**Stated goal A**: Please rewrite the stretch of records from the line containing "Target: blade of grass in foreground" through the end of the records as a numbered list, leaving out blank lines.

----- Extract -----

Which performance/recordings are you most proud of?

I’d say for the recordings the War Sonatas, no 6,7 & 8 by Sergei Prokofiev, which I released on Orchid Classics in 2012. More recently, a CD I released with Naxos and with the Royal Liverpool Philharmonic Orchestra and Vasily Petrenko of the 2 piano concerti by Shostakovich, with an arrangement which I made of his own 8th String Quartet. As for performances I can think of various occasions which I thought at the time were good performances, but I often find that listening to the same recording a few years later, because you have changed in that time, you already feel a little more distanced from your previous work and you feel that if you were to do it today you would do it, not necessarily better, but differently. So I think most of the recordings would be a faithful document of how you felt about the piece at the time. Also, the CD I recorded of Rachmaninov’s Etudes-tableaux Op. 39 and his Musical Moments Op.16, also from Naxos. So I’d say I’m very proud of these three CD’s.

-----

**Stated goal B**: According to the interview, on which label and in what year were the Prokofiev War Sonatas released?

----- Recorded information -----

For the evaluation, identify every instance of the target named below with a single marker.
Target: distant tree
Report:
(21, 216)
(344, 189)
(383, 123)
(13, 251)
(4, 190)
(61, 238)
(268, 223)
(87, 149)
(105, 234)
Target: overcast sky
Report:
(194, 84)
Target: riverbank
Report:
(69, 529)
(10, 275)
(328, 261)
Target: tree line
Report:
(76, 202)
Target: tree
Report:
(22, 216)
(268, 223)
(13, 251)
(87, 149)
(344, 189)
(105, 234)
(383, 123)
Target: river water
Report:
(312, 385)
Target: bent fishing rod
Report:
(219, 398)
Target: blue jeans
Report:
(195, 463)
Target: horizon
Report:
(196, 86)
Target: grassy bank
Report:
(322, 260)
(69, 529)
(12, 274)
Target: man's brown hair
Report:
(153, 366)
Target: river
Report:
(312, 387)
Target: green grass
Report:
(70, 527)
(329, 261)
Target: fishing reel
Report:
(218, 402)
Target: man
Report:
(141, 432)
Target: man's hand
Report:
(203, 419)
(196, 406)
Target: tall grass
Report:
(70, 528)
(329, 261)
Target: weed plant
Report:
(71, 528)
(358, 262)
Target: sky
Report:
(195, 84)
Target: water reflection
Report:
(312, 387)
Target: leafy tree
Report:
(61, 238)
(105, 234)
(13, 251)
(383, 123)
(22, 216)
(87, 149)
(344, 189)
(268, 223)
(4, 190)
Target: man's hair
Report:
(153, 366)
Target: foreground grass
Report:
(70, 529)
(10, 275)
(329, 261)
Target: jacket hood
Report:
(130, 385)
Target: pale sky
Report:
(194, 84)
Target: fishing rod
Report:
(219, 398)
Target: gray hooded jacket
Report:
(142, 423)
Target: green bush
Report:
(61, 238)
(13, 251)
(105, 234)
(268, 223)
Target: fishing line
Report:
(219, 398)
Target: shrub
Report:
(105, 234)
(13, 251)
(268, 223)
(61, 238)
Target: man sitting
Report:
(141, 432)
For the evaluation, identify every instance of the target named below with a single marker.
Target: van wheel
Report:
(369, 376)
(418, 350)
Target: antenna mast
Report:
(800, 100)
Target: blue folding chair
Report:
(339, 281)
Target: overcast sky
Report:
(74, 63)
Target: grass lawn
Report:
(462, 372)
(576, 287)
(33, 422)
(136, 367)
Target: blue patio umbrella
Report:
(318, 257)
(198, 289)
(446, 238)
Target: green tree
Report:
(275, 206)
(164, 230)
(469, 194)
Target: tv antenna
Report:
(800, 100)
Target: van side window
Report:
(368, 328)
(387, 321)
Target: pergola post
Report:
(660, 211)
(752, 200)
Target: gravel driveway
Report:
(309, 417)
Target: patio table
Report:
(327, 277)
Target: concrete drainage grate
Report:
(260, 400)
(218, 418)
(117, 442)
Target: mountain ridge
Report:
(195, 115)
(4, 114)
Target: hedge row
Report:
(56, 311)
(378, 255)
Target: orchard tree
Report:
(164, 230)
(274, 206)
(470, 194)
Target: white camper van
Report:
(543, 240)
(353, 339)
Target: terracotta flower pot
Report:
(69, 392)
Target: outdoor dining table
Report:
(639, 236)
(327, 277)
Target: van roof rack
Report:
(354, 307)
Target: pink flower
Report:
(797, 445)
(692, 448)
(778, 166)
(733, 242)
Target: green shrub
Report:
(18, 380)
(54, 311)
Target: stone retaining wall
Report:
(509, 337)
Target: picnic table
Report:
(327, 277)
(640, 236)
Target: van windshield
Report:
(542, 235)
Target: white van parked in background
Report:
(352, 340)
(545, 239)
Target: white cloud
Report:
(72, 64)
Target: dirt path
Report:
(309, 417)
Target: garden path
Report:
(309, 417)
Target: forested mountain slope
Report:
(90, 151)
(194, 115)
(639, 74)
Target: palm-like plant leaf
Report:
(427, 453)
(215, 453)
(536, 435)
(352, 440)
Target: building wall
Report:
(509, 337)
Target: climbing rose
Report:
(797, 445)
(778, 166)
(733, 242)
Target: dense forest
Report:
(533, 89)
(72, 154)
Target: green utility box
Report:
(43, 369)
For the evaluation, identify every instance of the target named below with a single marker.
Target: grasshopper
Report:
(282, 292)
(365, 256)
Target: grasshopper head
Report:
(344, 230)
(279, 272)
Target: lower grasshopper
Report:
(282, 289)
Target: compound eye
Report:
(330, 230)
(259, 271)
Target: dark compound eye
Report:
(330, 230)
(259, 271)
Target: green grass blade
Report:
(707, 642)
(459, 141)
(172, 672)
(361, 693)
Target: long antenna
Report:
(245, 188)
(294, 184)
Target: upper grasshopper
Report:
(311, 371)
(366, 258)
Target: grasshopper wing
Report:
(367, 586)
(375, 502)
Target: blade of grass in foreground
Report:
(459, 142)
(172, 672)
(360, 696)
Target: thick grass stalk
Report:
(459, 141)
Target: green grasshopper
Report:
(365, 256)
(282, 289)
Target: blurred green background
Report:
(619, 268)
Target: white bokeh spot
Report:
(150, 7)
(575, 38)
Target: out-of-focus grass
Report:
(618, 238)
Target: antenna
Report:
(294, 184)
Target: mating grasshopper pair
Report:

-----

**Complete response A**:
1. Target: blade of grass in foreground
2. Report:
3. (459, 142)
4. (172, 672)
5. (360, 696)
6. Target: thick grass stalk
7. Report:
8. (459, 141)
9. Target: green grasshopper
10. Report:
11. (365, 256)
12. (282, 289)
13. Target: blurred green background
14. Report:
15. (619, 268)
16. Target: white bokeh spot
17. Report:
18. (150, 7)
19. (575, 38)
20. Target: out-of-focus grass
21. Report:
22. (618, 238)
23. Target: antenna
24. Report:
25. (294, 184)
26. Target: mating grasshopper pair
27. Report:

**Complete response B**: Orchid Classics, in 2012.